→ Given passage:
Rouchier, S. & Juricic, S. Structural and practical identifiability of RC models and application to the Round Robin Test Box. IEA EBC Annex 71 first expert meeting, April 26-28th 2017, Loughborough (UK)
Rouchier S, Jiménez MJ, Castaño S. Sequential Monte-Carlo for the online estimation of the Heat Loss Coefficient, 7th International Building Physics Conference, IBPC 2018, Syracuse, USA
Juricic S, Rouchier S, Foucquier A, Fraisse G, Evaluation of the physical interpretability of calibrated building model parameters, 7th International Building Physics Conference, IBPC 2018, Syracuse, USA

The BAYREB project proposes investigating the theoretical potential of Bayesian inference applied to the diagnostics of existing buildings before their refurbishment.

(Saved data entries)
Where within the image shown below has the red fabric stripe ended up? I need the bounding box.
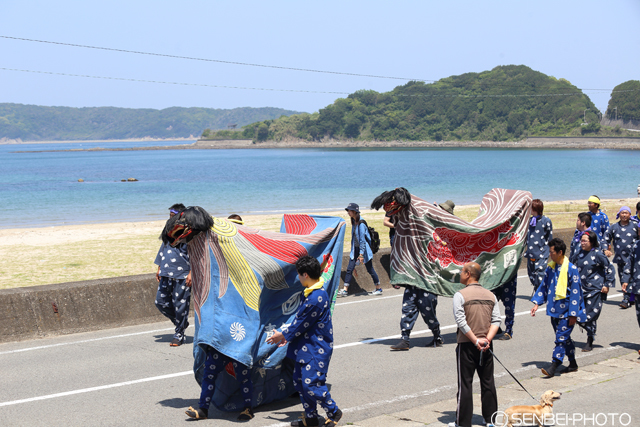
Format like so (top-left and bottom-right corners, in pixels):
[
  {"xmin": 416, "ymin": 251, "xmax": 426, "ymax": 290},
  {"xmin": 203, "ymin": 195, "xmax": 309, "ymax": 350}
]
[
  {"xmin": 238, "ymin": 230, "xmax": 308, "ymax": 264},
  {"xmin": 284, "ymin": 214, "xmax": 318, "ymax": 234}
]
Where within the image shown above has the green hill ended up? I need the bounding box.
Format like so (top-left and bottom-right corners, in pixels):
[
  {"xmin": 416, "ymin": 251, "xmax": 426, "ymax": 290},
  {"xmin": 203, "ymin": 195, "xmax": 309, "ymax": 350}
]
[
  {"xmin": 0, "ymin": 104, "xmax": 298, "ymax": 141},
  {"xmin": 243, "ymin": 65, "xmax": 600, "ymax": 141},
  {"xmin": 606, "ymin": 80, "xmax": 640, "ymax": 121}
]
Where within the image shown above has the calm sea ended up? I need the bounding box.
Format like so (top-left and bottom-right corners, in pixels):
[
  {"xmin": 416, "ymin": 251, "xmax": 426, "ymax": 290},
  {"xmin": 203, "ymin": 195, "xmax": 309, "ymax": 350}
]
[{"xmin": 0, "ymin": 141, "xmax": 640, "ymax": 228}]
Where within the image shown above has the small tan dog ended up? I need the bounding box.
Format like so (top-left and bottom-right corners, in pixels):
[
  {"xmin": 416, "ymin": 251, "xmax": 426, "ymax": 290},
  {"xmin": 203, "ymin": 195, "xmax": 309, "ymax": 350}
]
[{"xmin": 504, "ymin": 390, "xmax": 562, "ymax": 427}]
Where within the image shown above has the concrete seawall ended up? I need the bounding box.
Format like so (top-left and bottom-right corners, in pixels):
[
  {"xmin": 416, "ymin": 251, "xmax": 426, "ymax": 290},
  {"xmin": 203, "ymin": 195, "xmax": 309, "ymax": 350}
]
[{"xmin": 0, "ymin": 229, "xmax": 573, "ymax": 342}]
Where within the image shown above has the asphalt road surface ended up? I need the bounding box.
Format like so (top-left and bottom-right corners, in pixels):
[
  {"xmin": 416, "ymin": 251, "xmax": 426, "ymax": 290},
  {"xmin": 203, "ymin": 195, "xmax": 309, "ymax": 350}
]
[{"xmin": 0, "ymin": 270, "xmax": 640, "ymax": 427}]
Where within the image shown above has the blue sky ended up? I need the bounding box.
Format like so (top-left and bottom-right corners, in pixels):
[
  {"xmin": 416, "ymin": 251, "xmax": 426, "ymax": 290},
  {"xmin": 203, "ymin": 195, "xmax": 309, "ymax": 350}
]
[{"xmin": 0, "ymin": 0, "xmax": 640, "ymax": 112}]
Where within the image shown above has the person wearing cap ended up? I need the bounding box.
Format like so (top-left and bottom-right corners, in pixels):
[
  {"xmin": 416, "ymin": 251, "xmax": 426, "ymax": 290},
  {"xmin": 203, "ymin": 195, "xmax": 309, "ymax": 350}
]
[
  {"xmin": 449, "ymin": 262, "xmax": 500, "ymax": 427},
  {"xmin": 438, "ymin": 200, "xmax": 456, "ymax": 215},
  {"xmin": 575, "ymin": 230, "xmax": 616, "ymax": 351},
  {"xmin": 569, "ymin": 212, "xmax": 600, "ymax": 263},
  {"xmin": 621, "ymin": 231, "xmax": 640, "ymax": 353},
  {"xmin": 531, "ymin": 237, "xmax": 586, "ymax": 377},
  {"xmin": 631, "ymin": 202, "xmax": 640, "ymax": 224},
  {"xmin": 154, "ymin": 203, "xmax": 191, "ymax": 347},
  {"xmin": 603, "ymin": 206, "xmax": 638, "ymax": 309},
  {"xmin": 587, "ymin": 196, "xmax": 609, "ymax": 242},
  {"xmin": 338, "ymin": 203, "xmax": 382, "ymax": 297}
]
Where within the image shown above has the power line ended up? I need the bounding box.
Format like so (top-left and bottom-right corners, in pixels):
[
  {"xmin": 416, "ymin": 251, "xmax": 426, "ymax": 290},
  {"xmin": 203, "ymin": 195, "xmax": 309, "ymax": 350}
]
[
  {"xmin": 0, "ymin": 35, "xmax": 436, "ymax": 82},
  {"xmin": 0, "ymin": 35, "xmax": 620, "ymax": 91},
  {"xmin": 0, "ymin": 67, "xmax": 349, "ymax": 95},
  {"xmin": 0, "ymin": 67, "xmax": 638, "ymax": 98}
]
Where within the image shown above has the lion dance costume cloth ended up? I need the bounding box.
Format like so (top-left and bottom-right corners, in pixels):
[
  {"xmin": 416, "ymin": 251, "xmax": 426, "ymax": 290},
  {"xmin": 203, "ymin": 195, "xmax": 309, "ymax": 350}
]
[
  {"xmin": 163, "ymin": 207, "xmax": 345, "ymax": 411},
  {"xmin": 382, "ymin": 188, "xmax": 531, "ymax": 296}
]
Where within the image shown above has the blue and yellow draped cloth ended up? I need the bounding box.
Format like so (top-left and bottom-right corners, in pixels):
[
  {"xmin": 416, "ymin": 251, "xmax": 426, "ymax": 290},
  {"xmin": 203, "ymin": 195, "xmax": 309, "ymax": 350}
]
[
  {"xmin": 391, "ymin": 188, "xmax": 532, "ymax": 296},
  {"xmin": 188, "ymin": 215, "xmax": 345, "ymax": 411}
]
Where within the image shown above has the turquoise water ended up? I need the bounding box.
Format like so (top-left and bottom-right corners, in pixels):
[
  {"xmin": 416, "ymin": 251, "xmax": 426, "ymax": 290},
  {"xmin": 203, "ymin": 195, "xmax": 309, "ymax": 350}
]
[{"xmin": 0, "ymin": 141, "xmax": 640, "ymax": 228}]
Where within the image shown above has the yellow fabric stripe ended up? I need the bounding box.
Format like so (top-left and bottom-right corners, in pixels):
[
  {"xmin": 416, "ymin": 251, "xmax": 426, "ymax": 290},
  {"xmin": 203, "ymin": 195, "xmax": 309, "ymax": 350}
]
[
  {"xmin": 304, "ymin": 279, "xmax": 324, "ymax": 297},
  {"xmin": 548, "ymin": 257, "xmax": 569, "ymax": 301},
  {"xmin": 218, "ymin": 236, "xmax": 260, "ymax": 311}
]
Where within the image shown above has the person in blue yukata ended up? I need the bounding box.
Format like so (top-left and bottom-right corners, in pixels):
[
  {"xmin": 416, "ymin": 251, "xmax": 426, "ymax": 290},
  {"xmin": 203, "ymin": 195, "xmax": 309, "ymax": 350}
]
[
  {"xmin": 622, "ymin": 229, "xmax": 640, "ymax": 354},
  {"xmin": 631, "ymin": 202, "xmax": 640, "ymax": 224},
  {"xmin": 603, "ymin": 206, "xmax": 638, "ymax": 309},
  {"xmin": 491, "ymin": 275, "xmax": 516, "ymax": 341},
  {"xmin": 569, "ymin": 212, "xmax": 600, "ymax": 262},
  {"xmin": 154, "ymin": 203, "xmax": 191, "ymax": 347},
  {"xmin": 185, "ymin": 347, "xmax": 254, "ymax": 421},
  {"xmin": 185, "ymin": 214, "xmax": 255, "ymax": 421},
  {"xmin": 523, "ymin": 199, "xmax": 553, "ymax": 292},
  {"xmin": 338, "ymin": 203, "xmax": 382, "ymax": 297},
  {"xmin": 575, "ymin": 230, "xmax": 624, "ymax": 351},
  {"xmin": 531, "ymin": 238, "xmax": 585, "ymax": 377},
  {"xmin": 267, "ymin": 255, "xmax": 342, "ymax": 427},
  {"xmin": 587, "ymin": 196, "xmax": 609, "ymax": 242}
]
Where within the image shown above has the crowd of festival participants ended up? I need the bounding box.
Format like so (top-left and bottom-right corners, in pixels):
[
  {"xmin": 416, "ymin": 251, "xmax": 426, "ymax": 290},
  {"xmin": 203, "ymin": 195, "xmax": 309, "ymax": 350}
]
[{"xmin": 150, "ymin": 195, "xmax": 640, "ymax": 427}]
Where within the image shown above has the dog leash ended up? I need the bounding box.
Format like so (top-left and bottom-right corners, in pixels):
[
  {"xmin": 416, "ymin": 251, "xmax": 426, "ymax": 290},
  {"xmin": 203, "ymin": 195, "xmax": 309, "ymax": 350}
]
[{"xmin": 490, "ymin": 349, "xmax": 538, "ymax": 402}]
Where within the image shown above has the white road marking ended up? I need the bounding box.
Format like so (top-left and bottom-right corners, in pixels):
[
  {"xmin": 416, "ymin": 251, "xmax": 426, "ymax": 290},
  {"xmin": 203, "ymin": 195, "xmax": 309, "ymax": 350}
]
[
  {"xmin": 0, "ymin": 276, "xmax": 623, "ymax": 410},
  {"xmin": 0, "ymin": 276, "xmax": 622, "ymax": 356},
  {"xmin": 0, "ymin": 328, "xmax": 174, "ymax": 355},
  {"xmin": 264, "ymin": 346, "xmax": 623, "ymax": 427},
  {"xmin": 0, "ymin": 294, "xmax": 623, "ymax": 408},
  {"xmin": 0, "ymin": 371, "xmax": 193, "ymax": 407}
]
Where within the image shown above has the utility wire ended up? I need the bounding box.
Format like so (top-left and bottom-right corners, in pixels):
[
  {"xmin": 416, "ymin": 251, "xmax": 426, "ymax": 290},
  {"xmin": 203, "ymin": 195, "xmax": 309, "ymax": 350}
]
[
  {"xmin": 0, "ymin": 67, "xmax": 349, "ymax": 95},
  {"xmin": 0, "ymin": 67, "xmax": 637, "ymax": 98},
  {"xmin": 0, "ymin": 35, "xmax": 436, "ymax": 82},
  {"xmin": 0, "ymin": 35, "xmax": 620, "ymax": 91}
]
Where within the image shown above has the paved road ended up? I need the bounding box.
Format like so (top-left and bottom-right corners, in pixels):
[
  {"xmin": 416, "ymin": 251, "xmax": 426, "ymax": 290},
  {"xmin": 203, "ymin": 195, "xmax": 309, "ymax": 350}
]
[{"xmin": 0, "ymin": 271, "xmax": 639, "ymax": 426}]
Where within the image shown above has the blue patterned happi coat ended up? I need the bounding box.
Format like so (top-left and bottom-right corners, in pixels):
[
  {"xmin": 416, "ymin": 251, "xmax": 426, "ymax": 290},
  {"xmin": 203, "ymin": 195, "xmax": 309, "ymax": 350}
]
[{"xmin": 189, "ymin": 215, "xmax": 346, "ymax": 411}]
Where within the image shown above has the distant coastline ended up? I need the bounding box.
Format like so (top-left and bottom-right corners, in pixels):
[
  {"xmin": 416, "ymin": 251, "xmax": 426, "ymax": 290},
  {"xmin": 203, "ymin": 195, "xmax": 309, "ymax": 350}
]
[
  {"xmin": 10, "ymin": 137, "xmax": 640, "ymax": 153},
  {"xmin": 0, "ymin": 136, "xmax": 197, "ymax": 145}
]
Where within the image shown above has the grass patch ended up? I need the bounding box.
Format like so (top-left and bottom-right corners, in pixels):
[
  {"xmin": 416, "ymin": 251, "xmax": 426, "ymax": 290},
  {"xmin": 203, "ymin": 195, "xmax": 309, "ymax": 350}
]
[{"xmin": 0, "ymin": 199, "xmax": 637, "ymax": 289}]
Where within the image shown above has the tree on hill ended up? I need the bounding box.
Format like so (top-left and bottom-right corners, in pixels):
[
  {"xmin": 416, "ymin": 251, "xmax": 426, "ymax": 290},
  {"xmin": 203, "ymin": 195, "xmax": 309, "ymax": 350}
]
[
  {"xmin": 0, "ymin": 104, "xmax": 298, "ymax": 141},
  {"xmin": 606, "ymin": 80, "xmax": 640, "ymax": 122},
  {"xmin": 243, "ymin": 65, "xmax": 598, "ymax": 141}
]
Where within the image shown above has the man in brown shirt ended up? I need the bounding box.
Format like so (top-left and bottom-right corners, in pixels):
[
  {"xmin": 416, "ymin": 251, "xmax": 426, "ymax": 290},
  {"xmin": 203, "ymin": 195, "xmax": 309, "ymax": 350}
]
[{"xmin": 449, "ymin": 262, "xmax": 500, "ymax": 427}]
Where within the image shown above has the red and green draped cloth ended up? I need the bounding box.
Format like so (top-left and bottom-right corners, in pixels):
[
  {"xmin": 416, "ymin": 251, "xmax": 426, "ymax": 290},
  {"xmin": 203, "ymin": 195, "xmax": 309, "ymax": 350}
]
[
  {"xmin": 391, "ymin": 188, "xmax": 531, "ymax": 296},
  {"xmin": 188, "ymin": 215, "xmax": 345, "ymax": 411}
]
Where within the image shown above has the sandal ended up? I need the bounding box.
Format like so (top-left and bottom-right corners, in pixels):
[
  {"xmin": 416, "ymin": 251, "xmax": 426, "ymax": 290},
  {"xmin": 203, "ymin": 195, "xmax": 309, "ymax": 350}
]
[
  {"xmin": 169, "ymin": 337, "xmax": 187, "ymax": 347},
  {"xmin": 291, "ymin": 412, "xmax": 320, "ymax": 427},
  {"xmin": 324, "ymin": 409, "xmax": 342, "ymax": 427},
  {"xmin": 184, "ymin": 406, "xmax": 208, "ymax": 420},
  {"xmin": 238, "ymin": 408, "xmax": 255, "ymax": 421}
]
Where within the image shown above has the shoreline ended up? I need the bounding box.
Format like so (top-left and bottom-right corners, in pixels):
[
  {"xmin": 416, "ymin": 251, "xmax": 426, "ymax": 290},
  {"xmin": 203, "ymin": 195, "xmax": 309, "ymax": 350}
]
[
  {"xmin": 0, "ymin": 197, "xmax": 639, "ymax": 289},
  {"xmin": 0, "ymin": 136, "xmax": 198, "ymax": 145},
  {"xmin": 12, "ymin": 136, "xmax": 640, "ymax": 153},
  {"xmin": 0, "ymin": 196, "xmax": 640, "ymax": 241},
  {"xmin": 0, "ymin": 195, "xmax": 640, "ymax": 232}
]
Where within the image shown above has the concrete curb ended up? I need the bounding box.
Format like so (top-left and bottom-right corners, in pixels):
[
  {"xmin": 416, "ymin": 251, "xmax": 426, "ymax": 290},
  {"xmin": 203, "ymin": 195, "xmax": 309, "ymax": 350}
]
[
  {"xmin": 0, "ymin": 274, "xmax": 164, "ymax": 342},
  {"xmin": 0, "ymin": 230, "xmax": 573, "ymax": 342}
]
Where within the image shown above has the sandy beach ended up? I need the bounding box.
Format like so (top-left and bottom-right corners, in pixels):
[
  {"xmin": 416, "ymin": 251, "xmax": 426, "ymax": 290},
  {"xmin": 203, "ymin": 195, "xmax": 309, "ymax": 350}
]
[{"xmin": 0, "ymin": 198, "xmax": 638, "ymax": 289}]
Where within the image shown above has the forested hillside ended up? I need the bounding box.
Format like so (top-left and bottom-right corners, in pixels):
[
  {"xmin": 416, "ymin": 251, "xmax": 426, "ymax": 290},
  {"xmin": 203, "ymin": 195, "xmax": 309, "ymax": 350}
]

→ Study questions:
**1)** Shorten the paragraph in the given passage that begins "The BAYREB project proposes", keeping its main facts.
**2)** Retype the given passage from "Rouchier, S. &" up to and including "before their refurbishment.".

→ Task-by-task answers:
**1)** BAYREB explores the theoretical potential of Bayesian inference for diagnosing existing buildings before refurbishment.

**2)**
Rouchier, S. & Juricic, S. Structural and practical identifiability of RC models and application to the Round Robin Test Box. IEA EBC Annex 71 first expert meeting, April 26-28th 2017, Loughborough (UK)
Rouchier S, Jiménez MJ, Castaño S. Sequential Monte-Carlo for the online estimation of the Heat Loss Coefficient, 7th International Building Physics Conference, IBPC 2018, Syracuse, USA
Juricic S, Rouchier S, Foucquier A, Fraisse G, Evaluation of the physical interpretability of calibrated building model parameters, 7th International Building Physics Conference, IBPC 2018, Syracuse, USA

The BAYREB project proposes investigating the theoretical potential of Bayesian inference applied to the diagnostics of existing buildings before their refurbishment.